> [Exercise data]
##############################

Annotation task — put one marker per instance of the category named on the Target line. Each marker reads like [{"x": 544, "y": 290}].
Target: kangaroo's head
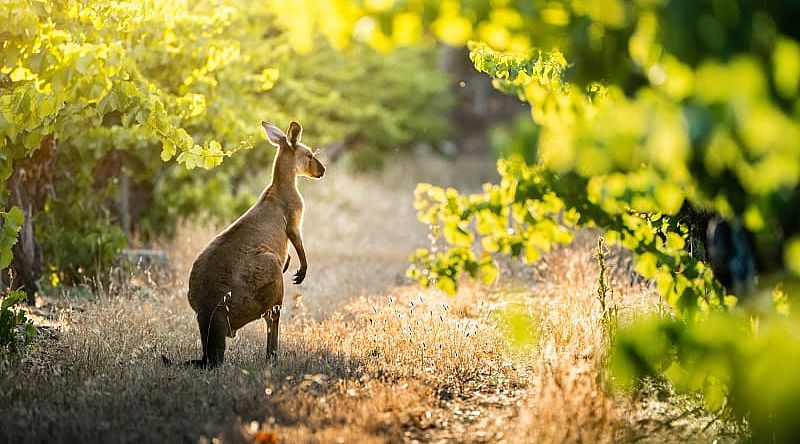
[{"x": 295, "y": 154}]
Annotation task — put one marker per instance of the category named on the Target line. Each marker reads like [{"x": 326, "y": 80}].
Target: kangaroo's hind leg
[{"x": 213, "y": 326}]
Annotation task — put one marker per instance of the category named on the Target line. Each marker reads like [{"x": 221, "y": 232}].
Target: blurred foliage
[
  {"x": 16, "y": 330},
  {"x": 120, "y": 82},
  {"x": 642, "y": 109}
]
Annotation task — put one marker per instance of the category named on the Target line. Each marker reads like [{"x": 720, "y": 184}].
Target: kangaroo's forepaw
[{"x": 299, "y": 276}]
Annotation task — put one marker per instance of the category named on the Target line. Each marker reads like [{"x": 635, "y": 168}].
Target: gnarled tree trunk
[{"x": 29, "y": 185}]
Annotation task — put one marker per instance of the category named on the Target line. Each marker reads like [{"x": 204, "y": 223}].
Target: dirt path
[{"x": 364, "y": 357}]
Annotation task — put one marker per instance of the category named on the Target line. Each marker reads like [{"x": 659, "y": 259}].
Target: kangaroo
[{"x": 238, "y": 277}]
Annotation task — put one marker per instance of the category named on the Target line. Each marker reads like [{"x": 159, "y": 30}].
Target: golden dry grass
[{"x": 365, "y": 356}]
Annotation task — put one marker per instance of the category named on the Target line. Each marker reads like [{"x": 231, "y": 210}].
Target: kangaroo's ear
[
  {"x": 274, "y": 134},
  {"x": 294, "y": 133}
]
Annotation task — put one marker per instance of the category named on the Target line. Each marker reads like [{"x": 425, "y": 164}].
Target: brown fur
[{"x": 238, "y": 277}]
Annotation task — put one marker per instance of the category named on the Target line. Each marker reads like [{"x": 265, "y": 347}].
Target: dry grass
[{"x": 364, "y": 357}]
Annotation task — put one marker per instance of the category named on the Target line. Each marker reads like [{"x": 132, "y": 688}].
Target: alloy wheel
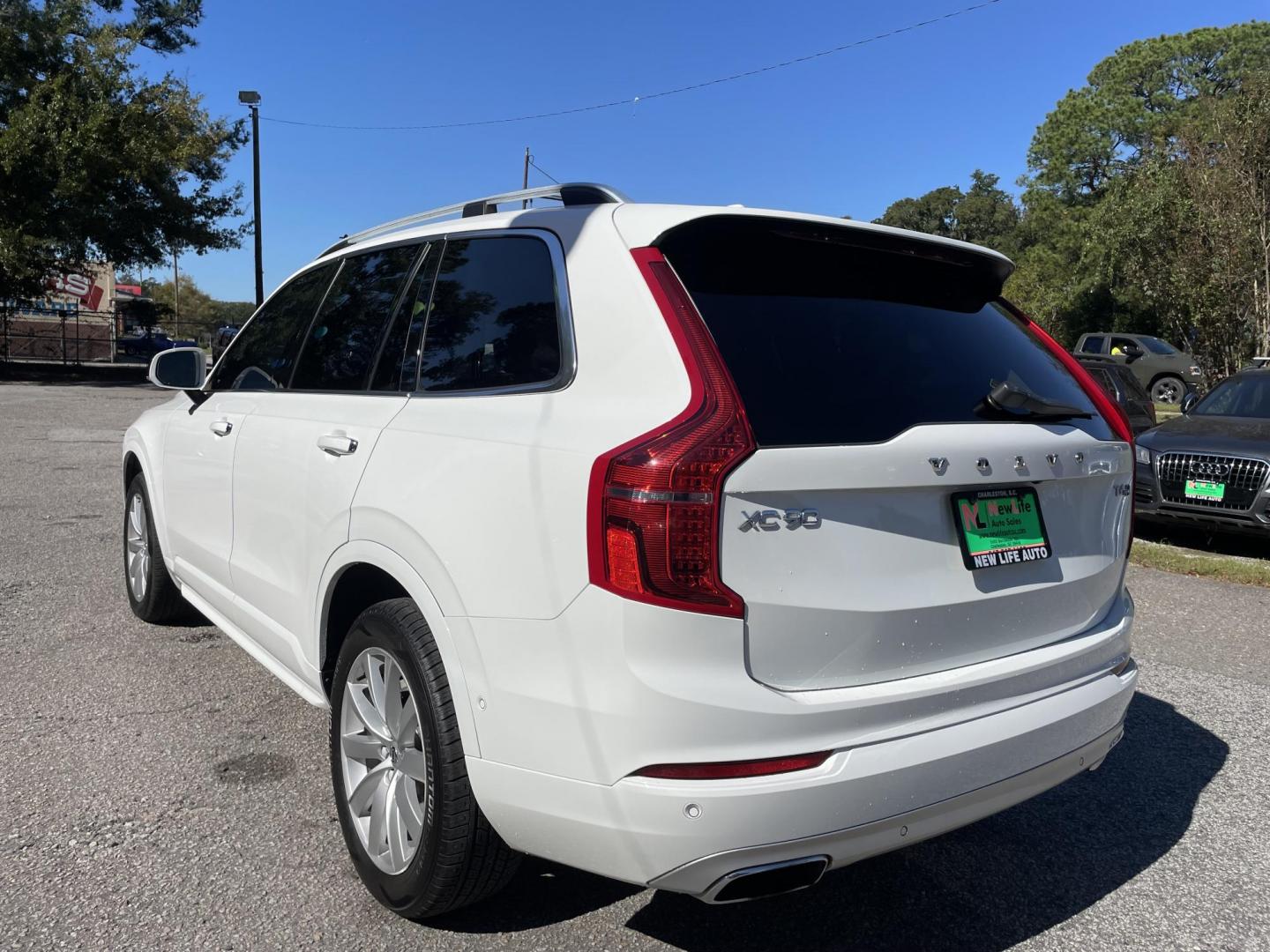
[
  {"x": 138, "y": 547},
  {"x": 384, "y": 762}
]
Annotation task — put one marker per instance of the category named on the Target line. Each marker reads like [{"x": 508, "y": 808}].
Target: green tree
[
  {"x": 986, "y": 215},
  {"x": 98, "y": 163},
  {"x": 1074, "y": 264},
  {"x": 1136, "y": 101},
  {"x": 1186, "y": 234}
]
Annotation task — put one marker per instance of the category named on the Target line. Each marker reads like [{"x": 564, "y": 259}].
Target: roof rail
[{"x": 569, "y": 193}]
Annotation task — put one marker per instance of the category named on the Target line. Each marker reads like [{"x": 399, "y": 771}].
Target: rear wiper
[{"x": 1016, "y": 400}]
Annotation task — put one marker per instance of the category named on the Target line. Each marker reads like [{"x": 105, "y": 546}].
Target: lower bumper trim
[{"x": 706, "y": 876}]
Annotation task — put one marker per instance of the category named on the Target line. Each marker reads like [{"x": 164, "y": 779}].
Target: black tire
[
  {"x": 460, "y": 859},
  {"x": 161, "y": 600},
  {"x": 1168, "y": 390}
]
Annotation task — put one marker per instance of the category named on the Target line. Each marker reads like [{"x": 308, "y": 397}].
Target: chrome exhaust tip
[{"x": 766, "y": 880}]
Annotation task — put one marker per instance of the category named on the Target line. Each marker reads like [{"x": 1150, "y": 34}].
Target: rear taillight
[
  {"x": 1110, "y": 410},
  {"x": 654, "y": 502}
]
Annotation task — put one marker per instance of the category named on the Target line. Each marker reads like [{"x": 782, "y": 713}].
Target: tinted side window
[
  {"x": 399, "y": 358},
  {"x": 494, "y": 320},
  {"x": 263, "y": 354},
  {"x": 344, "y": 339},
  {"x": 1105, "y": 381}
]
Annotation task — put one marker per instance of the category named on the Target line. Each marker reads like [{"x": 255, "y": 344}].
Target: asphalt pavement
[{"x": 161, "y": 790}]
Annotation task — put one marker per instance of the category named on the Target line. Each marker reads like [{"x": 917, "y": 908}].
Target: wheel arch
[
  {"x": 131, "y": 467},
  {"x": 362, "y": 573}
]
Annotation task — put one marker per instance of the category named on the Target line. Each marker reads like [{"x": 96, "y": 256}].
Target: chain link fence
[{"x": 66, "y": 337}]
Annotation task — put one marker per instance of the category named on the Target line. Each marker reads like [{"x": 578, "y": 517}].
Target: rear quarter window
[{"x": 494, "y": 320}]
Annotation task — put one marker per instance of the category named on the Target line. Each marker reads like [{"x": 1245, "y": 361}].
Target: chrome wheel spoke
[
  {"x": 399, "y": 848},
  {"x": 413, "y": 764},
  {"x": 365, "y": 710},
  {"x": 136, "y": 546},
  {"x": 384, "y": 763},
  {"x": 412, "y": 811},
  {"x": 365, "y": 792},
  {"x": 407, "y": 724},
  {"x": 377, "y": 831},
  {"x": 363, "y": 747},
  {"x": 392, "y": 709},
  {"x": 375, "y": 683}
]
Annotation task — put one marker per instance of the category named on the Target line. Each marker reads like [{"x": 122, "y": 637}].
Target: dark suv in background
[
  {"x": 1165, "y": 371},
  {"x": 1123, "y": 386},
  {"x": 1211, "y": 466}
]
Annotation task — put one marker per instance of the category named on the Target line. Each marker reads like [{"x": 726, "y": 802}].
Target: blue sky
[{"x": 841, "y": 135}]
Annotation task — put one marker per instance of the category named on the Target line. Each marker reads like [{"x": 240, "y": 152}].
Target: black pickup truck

##############################

Return the entries above exactly as they appear. Pictures should not be copied.

> [Answer section]
Annotation task — put one marker per instance of the category named on the Target line. Each marker reads like [{"x": 544, "y": 290}].
Target: kangaroo's head
[{"x": 295, "y": 154}]
Annotation task — put one marker per instance of the category named on the Target line. Each marker reads like [{"x": 326, "y": 80}].
Target: kangaroo's hind leg
[{"x": 213, "y": 326}]
Annotation task — put one marker per instance of the category named on the Target line. Each marker reads like [{"x": 221, "y": 232}].
Target: blurred foliage
[
  {"x": 16, "y": 330},
  {"x": 120, "y": 82},
  {"x": 642, "y": 109}
]
Annotation task — put one marker per instance of the category named on the Target line. Each marker reads like [{"x": 720, "y": 184}].
Target: kangaroo's forepaw
[{"x": 299, "y": 276}]
Annotation task — put one marker per instance of the category named on the Target line. Each marker reads like [{"x": 635, "y": 168}].
Target: gnarled tree trunk
[{"x": 29, "y": 185}]
Annotation task — put one marker per instance of the category named on the Target line. Each marker reads like [{"x": 204, "y": 223}].
Target: dirt path
[{"x": 364, "y": 357}]
Annotation task — put one marker per instance of the category named on the Target line. Each marker reads like [{"x": 659, "y": 259}].
Target: kangaroo
[{"x": 238, "y": 277}]
Annotation task — put one marker per instance of the category named on the Target line. Each marker reads like [{"x": 159, "y": 30}].
Target: golden dry grass
[{"x": 365, "y": 356}]
Annotation task — put one marker per instance of the category named on the Target line. Each marker reads like [{"x": 231, "y": 210}].
Target: kangaroo's ear
[
  {"x": 274, "y": 134},
  {"x": 294, "y": 133}
]
Annotation task — put one marker per instance of the category named on the Target line. Each marker reads like [{"x": 425, "y": 164}].
Target: brown fur
[{"x": 238, "y": 277}]
Annotation task — put one marker per instance of the category named on the Target line. Each marker reads like [{"x": 265, "y": 347}].
Target: dry grass
[{"x": 364, "y": 357}]
Annotation task — put one marker per instance of the category named on the Target line. Each marker reads like [{"x": 132, "y": 688}].
Target: alloy wheel
[
  {"x": 138, "y": 547},
  {"x": 384, "y": 762}
]
Annotation task — put one marker per instance of the category named on the Target line. Each marker reads like [{"x": 508, "y": 808}].
Target: green tree
[
  {"x": 986, "y": 215},
  {"x": 98, "y": 163},
  {"x": 1074, "y": 264},
  {"x": 1136, "y": 101},
  {"x": 1186, "y": 234}
]
Annotation task — put one marker per instance of the category named on the Target line. Each marker reads like [{"x": 564, "y": 259}].
Target: roof rail
[{"x": 569, "y": 193}]
Annotation task — put one marker per instance of the category named on the Target line. Each marker reads like [{"x": 399, "y": 771}].
Target: rear wiper
[{"x": 1016, "y": 400}]
Annotation task — put one marker per instance of the category named on the Target line. Each marker reads like [{"x": 105, "y": 546}].
Target: lower bumper trim
[{"x": 706, "y": 876}]
Annotation task — put one marker per instance of the category named on the Target line. Each marker reads like [{"x": 164, "y": 779}].
Target: black tire
[
  {"x": 460, "y": 859},
  {"x": 161, "y": 600},
  {"x": 1168, "y": 390}
]
Annotation task — put one marker per instance of the category named on the Target line. Each marker reads like [{"x": 308, "y": 397}].
Target: chrome exhaust tip
[{"x": 766, "y": 880}]
Annotation task — put one marker per instance of the category named on the Target line. Each marker reads like [{"x": 1150, "y": 34}].
Target: rear taillight
[
  {"x": 1110, "y": 410},
  {"x": 654, "y": 502}
]
Annotation task — put one marker per instance of the category named on the Target line. Each marker reads like [{"x": 782, "y": 713}].
Target: tinted side window
[
  {"x": 399, "y": 358},
  {"x": 494, "y": 320},
  {"x": 263, "y": 354},
  {"x": 344, "y": 339},
  {"x": 1105, "y": 381}
]
Annotation task — put one marker per instance of the category named on the Target line. Each marker reads like [{"x": 255, "y": 344}].
Target: asphalt pavement
[{"x": 161, "y": 790}]
Annotation task — put one marker per instance of the category named on the Target line. Each marker reads like [{"x": 917, "y": 908}].
Target: wheel arch
[
  {"x": 131, "y": 467},
  {"x": 362, "y": 573}
]
Annotation task — put one marker per instance of the category named on the Target line. Each marker reads like [{"x": 96, "y": 256}].
Target: chain link fence
[{"x": 66, "y": 337}]
Annotation task — put one marker per instance of the category named on the Target line. Each marker reads like [{"x": 578, "y": 517}].
Target: rear quarter window
[{"x": 494, "y": 320}]
Annotation task — put one marker per instance of the category named on the Target line. Each marker reads like [{"x": 1245, "y": 361}].
Target: chrome wheel spoke
[
  {"x": 399, "y": 848},
  {"x": 413, "y": 764},
  {"x": 365, "y": 710},
  {"x": 136, "y": 546},
  {"x": 384, "y": 763},
  {"x": 412, "y": 811},
  {"x": 365, "y": 792},
  {"x": 407, "y": 724},
  {"x": 377, "y": 831},
  {"x": 363, "y": 747},
  {"x": 392, "y": 709},
  {"x": 375, "y": 683}
]
Annotation task — put one marker per instance of the category named on the Target line. Each marker reads like [{"x": 122, "y": 637}].
Target: dark suv in background
[
  {"x": 1165, "y": 371},
  {"x": 1123, "y": 386},
  {"x": 1211, "y": 466}
]
Annotation task — put one marker per instance of the category named on the Target line. Each marker reads like [{"x": 726, "y": 802}].
Target: blue sky
[{"x": 841, "y": 135}]
Annotation task — put one marker per instance of the category named on the Target line. Each marker reads like [{"x": 240, "y": 152}].
Target: black pickup truck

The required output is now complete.